------ PAGE TEXT ------

As is plain on the charts above, it's as if the payroll expansion from the unexceptional and in many ways woeful recovery from the dot-com recession was transplanted to the recovery portion of the "cycle" after the Great Recession. While it was in many ways painful then when it occurred, it speaks even more ill of the labor gains now given the disparity in the size of the recessionary hole that defined each cycle to begin with. In other words, the very distinct lack of symmetry even in the Establishment Survey during and after the Great Recession only suggests further just how nondescript and even unsatisfactory the current payroll expansion might be at the current level of estimation.
Overheating as a kind of qualitative economic measurement, as is clearly being used as some soft standard in setting monetary policy, would require something like that seen in 1983 and 1984, if not at least 1993 and 1994 (when Alan Greenspan first lurched federal funds "tightening" toward the intended "soft landing"). Those years stand out easily in the charts above for both direction and intensity, a qualitative comparison wholly unlike 2014 and 2015 no matter how many superlatives are attached to the absolute numbers in the monthly series. In 1993, for example, the Establishment Survey gained 2.6% compared to the overly lauded 2.3% in 2014, but that was followed by a 3.4% increase in 1994 compared to 2015's clear setback, just 1.9%. The estimates for 1983 and 1984 make the claims about the current labor expansion seem even sillier.
And those years heading into "overheating," such that that may even exist, were notably at the front ends of each cycle. The payroll and jobs estimates at the back ends of them, especially 1989 and 2000, tell us absolutely nothing about the economy to come. In both the Household and Establishment Surveys, the labor market seems normal one year only to suffer recession the very next. That actually makes a great deal of sense since jobs and labor are lagging economic indications.

------ DATASET ------

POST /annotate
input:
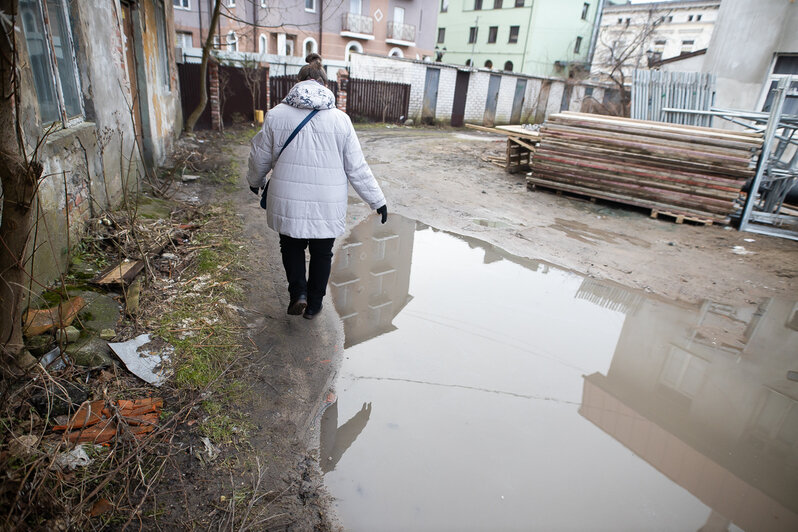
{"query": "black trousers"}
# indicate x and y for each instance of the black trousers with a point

------
------ DATASET ------

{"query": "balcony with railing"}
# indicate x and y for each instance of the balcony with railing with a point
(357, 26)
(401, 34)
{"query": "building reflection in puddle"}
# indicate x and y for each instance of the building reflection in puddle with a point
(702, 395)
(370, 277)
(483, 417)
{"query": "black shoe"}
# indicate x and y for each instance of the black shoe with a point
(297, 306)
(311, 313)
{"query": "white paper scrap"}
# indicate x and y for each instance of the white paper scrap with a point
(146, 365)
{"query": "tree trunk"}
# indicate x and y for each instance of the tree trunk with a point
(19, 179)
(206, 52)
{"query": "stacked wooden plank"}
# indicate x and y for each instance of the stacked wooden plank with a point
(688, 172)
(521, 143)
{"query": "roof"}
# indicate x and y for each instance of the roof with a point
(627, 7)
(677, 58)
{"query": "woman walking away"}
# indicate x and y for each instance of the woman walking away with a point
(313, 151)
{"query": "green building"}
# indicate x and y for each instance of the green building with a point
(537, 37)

------
------ DATASET ------

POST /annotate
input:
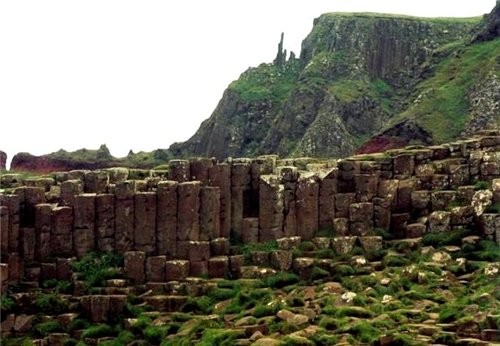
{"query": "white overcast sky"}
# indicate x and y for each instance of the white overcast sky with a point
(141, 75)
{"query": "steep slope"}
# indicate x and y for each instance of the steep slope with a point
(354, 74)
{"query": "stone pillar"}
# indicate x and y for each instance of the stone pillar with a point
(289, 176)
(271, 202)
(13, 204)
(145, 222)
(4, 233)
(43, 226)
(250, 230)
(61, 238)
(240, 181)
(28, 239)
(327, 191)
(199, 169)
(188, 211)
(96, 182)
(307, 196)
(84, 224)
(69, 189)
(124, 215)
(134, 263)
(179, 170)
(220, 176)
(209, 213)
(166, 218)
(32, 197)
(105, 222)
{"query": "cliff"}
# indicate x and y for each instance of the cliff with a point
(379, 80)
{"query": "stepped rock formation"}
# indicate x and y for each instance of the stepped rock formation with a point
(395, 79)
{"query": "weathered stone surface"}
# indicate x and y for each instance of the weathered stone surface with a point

------

▸ EXERCISE
Continue the piece on payroll growth and talk of an overheating economy, picking up after its last sentence.

▸ EXERCISE RESULT
That point even applies to full-time job estimates, which is remarkably more consistent in what to expect year to year. By the BLS's estimates, the economy gained 2.2% in full-time jobs last year, which is the same as +2.3% in 2006 and +2.2% in 2000. All of which suggests perhaps more of a warning than anything about reading too much into the averageness or steadiness of assumed labor market conditions. The comparison to 2000 may be especially relevant when payrolls were believed then, as now, to demonstrate an economy still growing and gaining despite financial turmoil in stocks gathering more economic attachments.
That leaves everything that has been hitched to the Establishment Survey and payroll reports in a really precarious state. I still question everything about them, including and especially the asymmetry and trend cycle, but it doesn't actually matter for the interpretations of the economy as it might stand right now. The payroll reports don't suggest what is claimed of them on their face; the numbers as they stand currently still don't add up to a surging jobs market, and even if they did that doesn't in any way imply that labor growth, as overall economic growth, will continue this next year.
If this is all Janet Yellen has left upon which to base her "overheating," with GDP no longer at all comforting, then she truly has nothing. After all, the six-month average monthly increase in the Establishment Survey is 229k, which is slightly less than the average of 233k now estimated (after many revisions) for March 2012. No overheating then as just six months later the Fed was initiating QE3.